La Castañeda se dividió en pabellones
Durante su primera década de vida, la Castañeda sobrevivió a la Revolución Mexicana, aún con cierta carencia de recursos debido a la guerra. Mantuvo una calidad de servicio bastante aceptable y una plantilla de unos 350 empleados. A partir de los años veinte se rompió la burbuja de perfección y modernidad y comenzó a gestarse la leyenda negra que llevó a que la institución fuera considerada “la puerta del infierno”.
Los recursos federales y los patrocinios disminuyeron considerablemente, pero lo que sí aumentó fue la población, ya que mantuvo a más de tres mil internos. Es decir, tres veces más de lo que permitía su capacidad. Investigadores de salud pública aseguran que esto se debió a los estereotipos sobre la locura que se encontraban en el imaginario colectivo de la época. La gran mayoría de los pacientes mentales eran discriminados y abandonados; sus propios familiares les rechazaban y los recluían, aunque sus padecimientos no cumplieran los requisitos para ser confinados en esta institución, que se veía forzada a darles asilo.
Se volvió el lugar idóneo para castigar y corregir a aquellos cuyas conductas escandalizaban por romper con lo que era considerado normal. La mayoría de los varones eran diagnosticados con alcoholismo y a las mujeres se les catalogaba de neuróticas. A los indígenas se les internaba bajo la excusa de que eran inadaptados sociales. Los medicamentos oficiales no ofrecían mejoría, porque más del ochenta por ciento de los pacientes no padecían ninguna enfermedad mental.

Extractos del conjunto de datos —
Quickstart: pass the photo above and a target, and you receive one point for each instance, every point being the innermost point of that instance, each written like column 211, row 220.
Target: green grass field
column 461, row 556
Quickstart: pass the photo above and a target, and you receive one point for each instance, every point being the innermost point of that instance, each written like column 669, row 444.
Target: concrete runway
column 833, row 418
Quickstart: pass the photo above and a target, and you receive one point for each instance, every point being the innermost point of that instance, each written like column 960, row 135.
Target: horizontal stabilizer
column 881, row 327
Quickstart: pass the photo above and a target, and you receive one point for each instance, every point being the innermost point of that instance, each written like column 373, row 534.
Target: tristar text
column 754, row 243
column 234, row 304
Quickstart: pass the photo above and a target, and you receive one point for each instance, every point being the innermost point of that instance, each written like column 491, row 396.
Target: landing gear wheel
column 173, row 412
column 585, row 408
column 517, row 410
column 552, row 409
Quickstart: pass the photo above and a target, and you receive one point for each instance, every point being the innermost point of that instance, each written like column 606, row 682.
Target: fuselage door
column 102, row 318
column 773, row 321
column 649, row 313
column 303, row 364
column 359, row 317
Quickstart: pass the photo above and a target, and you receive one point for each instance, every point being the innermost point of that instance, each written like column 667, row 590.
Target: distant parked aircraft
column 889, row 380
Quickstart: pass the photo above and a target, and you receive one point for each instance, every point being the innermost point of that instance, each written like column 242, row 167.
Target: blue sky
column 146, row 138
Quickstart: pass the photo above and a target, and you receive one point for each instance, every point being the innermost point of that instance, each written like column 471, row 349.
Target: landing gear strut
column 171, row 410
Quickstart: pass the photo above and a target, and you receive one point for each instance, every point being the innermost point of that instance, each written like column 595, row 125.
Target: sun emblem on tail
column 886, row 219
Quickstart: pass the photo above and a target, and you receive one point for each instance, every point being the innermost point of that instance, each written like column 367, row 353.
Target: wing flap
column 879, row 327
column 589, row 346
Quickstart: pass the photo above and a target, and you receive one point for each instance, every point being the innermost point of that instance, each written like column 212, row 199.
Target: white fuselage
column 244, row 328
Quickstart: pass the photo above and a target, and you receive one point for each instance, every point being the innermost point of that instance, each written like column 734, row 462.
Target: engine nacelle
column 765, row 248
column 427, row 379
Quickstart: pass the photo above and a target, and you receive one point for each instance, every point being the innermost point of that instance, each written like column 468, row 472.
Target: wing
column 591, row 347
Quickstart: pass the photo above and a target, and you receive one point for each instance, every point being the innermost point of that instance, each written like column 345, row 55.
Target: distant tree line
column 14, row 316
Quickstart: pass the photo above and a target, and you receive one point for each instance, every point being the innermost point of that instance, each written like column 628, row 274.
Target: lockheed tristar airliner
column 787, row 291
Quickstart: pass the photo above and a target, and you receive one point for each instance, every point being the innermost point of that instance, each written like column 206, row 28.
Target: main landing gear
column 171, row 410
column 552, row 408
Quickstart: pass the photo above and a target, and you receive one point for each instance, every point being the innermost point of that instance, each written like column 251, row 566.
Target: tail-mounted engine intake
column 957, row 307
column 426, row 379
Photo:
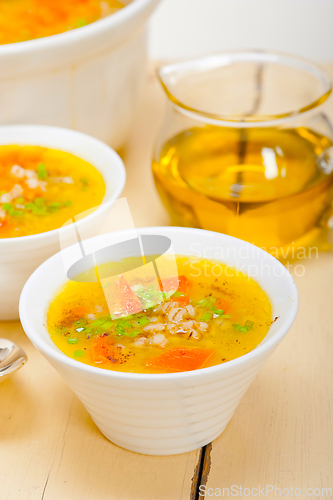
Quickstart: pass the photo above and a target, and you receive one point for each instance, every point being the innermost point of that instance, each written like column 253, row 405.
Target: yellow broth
column 41, row 189
column 235, row 311
column 22, row 20
column 248, row 183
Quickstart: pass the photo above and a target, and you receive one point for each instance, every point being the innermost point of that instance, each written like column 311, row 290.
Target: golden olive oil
column 261, row 185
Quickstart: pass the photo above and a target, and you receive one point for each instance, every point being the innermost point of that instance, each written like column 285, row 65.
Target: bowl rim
column 59, row 40
column 96, row 143
column 225, row 59
column 62, row 358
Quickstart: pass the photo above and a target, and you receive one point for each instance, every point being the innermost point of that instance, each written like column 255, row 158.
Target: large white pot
column 172, row 413
column 19, row 257
column 88, row 79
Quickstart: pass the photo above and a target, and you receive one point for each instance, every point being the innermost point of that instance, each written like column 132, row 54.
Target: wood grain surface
column 281, row 434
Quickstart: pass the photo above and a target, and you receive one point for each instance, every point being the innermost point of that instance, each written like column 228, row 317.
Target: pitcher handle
column 325, row 161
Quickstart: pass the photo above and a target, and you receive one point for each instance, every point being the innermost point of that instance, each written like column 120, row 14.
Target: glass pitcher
column 246, row 150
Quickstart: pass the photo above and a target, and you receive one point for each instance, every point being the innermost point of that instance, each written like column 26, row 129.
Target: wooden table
column 281, row 434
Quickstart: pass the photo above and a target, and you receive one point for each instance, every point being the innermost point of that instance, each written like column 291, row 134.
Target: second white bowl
column 164, row 414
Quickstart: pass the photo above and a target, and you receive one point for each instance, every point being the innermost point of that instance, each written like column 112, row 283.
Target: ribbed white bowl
column 168, row 413
column 19, row 257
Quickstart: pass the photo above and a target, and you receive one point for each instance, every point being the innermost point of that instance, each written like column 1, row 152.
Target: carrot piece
column 79, row 311
column 127, row 301
column 103, row 351
column 180, row 284
column 180, row 359
column 224, row 305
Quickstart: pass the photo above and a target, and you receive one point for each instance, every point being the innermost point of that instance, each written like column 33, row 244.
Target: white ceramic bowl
column 89, row 79
column 174, row 413
column 19, row 257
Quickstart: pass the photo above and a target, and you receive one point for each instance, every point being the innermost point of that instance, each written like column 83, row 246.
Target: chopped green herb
column 78, row 354
column 206, row 317
column 203, row 303
column 120, row 330
column 41, row 172
column 60, row 330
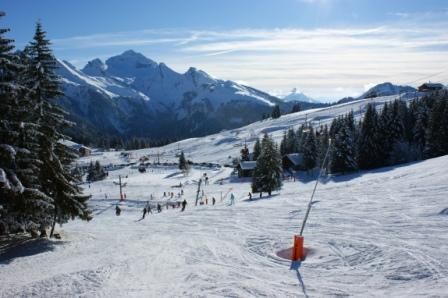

Trabajo por hacer —
1) Indica si cada afirmación coincide con el texto sobre la Castañeda y responde sí o no, citando literalmente las palabras del texto que lo deciden: (a) durante su primera década la institución contó con unos 350 empleados; (b) a partir de los años veinte aumentaron los recursos federales; (c) a la mayoría de las mujeres se las diagnosticaba con alcoholismo.
2) Prolonga el texto sobre la Castañeda a partir de su última oración.

Respuestas del ejercicio —
1)
(a) Sí: «una plantilla de unos 350 empleados».
(b) No: «Los recursos federales y los patrocinios disminuyeron considerablemente».
(c) No: «La mayoría de los varones eran diagnosticados con alcoholismo y a las mujeres se les catalogaba de neuróticas».

2)
Además de padecer un abuso de tratamientos de electrochoques y baños de agua helada, los internos sufrían el encierro en cuartos húmedos y llenos de ratas, así como las condiciones sanitarias y médicas cada vez peores.
Un interno con algún retraso mental era tratado como animal. A las madres solteras se les consideraba prostitutas y, a las prostitutas, delincuentes. Se puso de manifiesto la escasa efectividad del personal médico y los derechos de los pacientes brillaban por su ausencia. A pesar de la censura y la cultura cinematográfica de adoctrinamiento para crear la familia mexicana modelo, en los años 50 se rodaron allí escenas de la película La pajarera con la actriz argentina Libertad Lamarque en el papel de una demente.
Antes de celebrarse la XIX Olimpíada en la Ciudad de México (1968), se llevó a cabo la llamada Operación Castañeda: el edificio fue clausurado y demolido y sus 3,500 internos fueron reubicados en seis nuevos hospitales psiquiátricos modernos (como el Hospital Psiquiátrico Fray Bernardino de Sahagún).
La fachada fue rescatada por Arturo Quintana Arrioja (1920-1986), empresario mexicano, quien la compró y trasladó piedra por piedra a un terreno de su propiedad en Amecameca, en el Estado de México.
En el lugar donde había estado el antiguo manicomio se construyó un gran conjunto habitacional llamado Lomas de Plateros. Ahí comenzaron las leyendas de sucesos paranormales.
En 1973, los primeros habitantes solían contar como, por las noches, se escuchaban ruidos de canicas, risas, chapoteos en el agua, y pasos en distintas parte de los departamentos. En la actualidad se dice que, a partir de las diez de la noche, suelen oírse lamentos y muebles que son arrastrados. En los pasillos comunes es posible ver macetas que se mueven solas e incluso personas que suben y bajan escaleras gritando a todo pulmón.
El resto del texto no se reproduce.